SOURCE EXTRACT
▬▬▬

My second day in the clink, I was sent through the rounds of meeting personally with a medical doctor, a leisure therapist, and an occupational therapist. The OT glowered at me at the of our interview: “I’ve seen people leave this place too soon, and they just end up back here in a week.” Madame, no matter how I feel, I’m not setting a toenail near this place again, ever! Count on it.
I was even more eager to see the psychiatrist who would be my ticket home, so I went to the nurses’ station and asked meekly: ”I’m sorry, I don’t mean to be pushy, but I was wondering if I was scheduled to meet with the psychiatrist today?” I was told I was going to be seen shortly. I thanked the nurse on duty and left.
Well, I did not see the psychiatrist. I saw a nurse practitioner psychiatrist. Her manner and appearance was that of a liberal ex-nun. After introductions, I quietly explained my desire and reasons for wanting to be discharged. She became very abrupt and said, “Well, we can talk about that more after you’ve answered my questions.” My hopes sank. Her tone was all disapproval and control. But, naturally, I complied.
We went through the same medical history I had gone through at least four times prior to this in-take and would have to go through twice more. At the end, she told me: “Well, I can’t say we’ll release you today for sure. Maybe tomorrow, but I can’t promise today.” And, then, with the gravitas of patronizing superiority: “We take depression in pregnancy very seriously.” I angrily thought: “But do you care about the effects of sleep deprivation in pregnancy?!”
Later that day, I met with a very kind young man who was a social worker. Husband and I both talked to him separately and were each left with the impression that he was the only one we talked to from that place who seemed intelligent, personable and reasonable. When he interviewed me, he talked to me as though I were a real person and understood my plight. He was astounded that they had ever admitted me and was determined to have me released as soon as possible.
He tried as hard as he could to get me released that evening. But he ran up against the nurse practitioner who related reports that I had been “pushy” and moody throughout the day. The “pushy” really got me because it was a word *I* used when politely asking when I would meet the psychiatrist. As for “moody,” I’m not sure upon what they were basing that judgment, but is it really abnormal for a nauseous, sleep deprived, pregnant woman to be moody? Really? For nearly an hour, he argued with her and lost. He brought me an extra mattress and pillow and apologies for not succeeding despite his best efforts. Bless him! His thoughtfulness and kindness alone made the verdict bearable.
But I worried about how in the heck I was going to pull off “normal” with another sleepless night. Fortunately, I did conk out for two or three hours that night. The kind social worker checked in to me in the morning to see how I fared. He was confident I would be released that day.
And, I was indeed given permission to leave after a five-minute conversation with the psychiatrist, who was very kind and understanding. He actually expressed great empathy at my having to have this experience during pregnancy.
None of the medical personnel, including another nurse practitioner psychiatrist and a psychologist with whom I followed up could believe I had been admitted. They simply did not understand it based upon my medical history, background, and social situation. It was clear to them that this was a pregnancy/hormonal, and not life-related, reaction.

▬▬▬

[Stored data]
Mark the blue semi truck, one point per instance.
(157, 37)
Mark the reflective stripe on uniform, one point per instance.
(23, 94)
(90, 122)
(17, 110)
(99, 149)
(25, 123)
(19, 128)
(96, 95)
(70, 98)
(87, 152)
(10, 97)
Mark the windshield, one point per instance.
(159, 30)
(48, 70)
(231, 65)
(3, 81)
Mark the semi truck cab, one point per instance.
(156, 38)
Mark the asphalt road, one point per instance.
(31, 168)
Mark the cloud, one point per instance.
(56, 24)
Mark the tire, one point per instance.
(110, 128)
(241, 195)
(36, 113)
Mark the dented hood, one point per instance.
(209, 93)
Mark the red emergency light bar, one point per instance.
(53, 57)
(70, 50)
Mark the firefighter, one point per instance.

▬▬▬

TASK
Answer these questions about the hospital account above.
(a) On the second day, which three staff members did the narrator meet with individually?
(b) What did the social worker bring the narrator after failing to get the release that evening?
(c) How long was the conversation with the psychiatrist that ended in permission to leave?

SOLUTION FOR THIS TASK
(a) A medical doctor, a leisure therapist, and an occupational therapist.
(b) An extra mattress and pillow, along with apologies.
(c) Five minutes.